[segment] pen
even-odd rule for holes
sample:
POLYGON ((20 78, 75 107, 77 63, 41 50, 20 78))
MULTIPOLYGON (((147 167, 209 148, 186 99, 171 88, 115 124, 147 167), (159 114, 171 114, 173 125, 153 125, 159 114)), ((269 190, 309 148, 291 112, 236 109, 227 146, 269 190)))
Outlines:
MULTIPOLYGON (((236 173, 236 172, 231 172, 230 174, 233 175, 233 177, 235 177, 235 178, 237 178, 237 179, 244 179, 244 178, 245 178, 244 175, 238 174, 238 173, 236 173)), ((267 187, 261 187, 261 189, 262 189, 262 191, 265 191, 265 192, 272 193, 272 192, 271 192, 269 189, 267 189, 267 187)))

# TASK OBJECTIVE
Copy every line of the records above, without changing a single character.

# ANSWER TO THIS PROBLEM
[segment] pen
even-odd rule for holes
sample:
POLYGON ((20 78, 75 107, 77 63, 41 50, 20 78))
MULTIPOLYGON (((147 167, 209 148, 186 99, 171 88, 115 124, 147 167), (159 114, 171 114, 173 125, 153 125, 159 114)), ((269 190, 309 148, 291 112, 236 109, 227 146, 269 190)))
Outlines:
MULTIPOLYGON (((236 173, 236 172, 231 172, 230 174, 233 175, 233 177, 235 177, 235 178, 237 178, 237 179, 244 179, 244 178, 245 178, 244 175, 238 174, 238 173, 236 173)), ((267 187, 261 187, 261 189, 262 189, 262 191, 265 191, 265 192, 272 193, 272 192, 271 192, 269 189, 267 189, 267 187)))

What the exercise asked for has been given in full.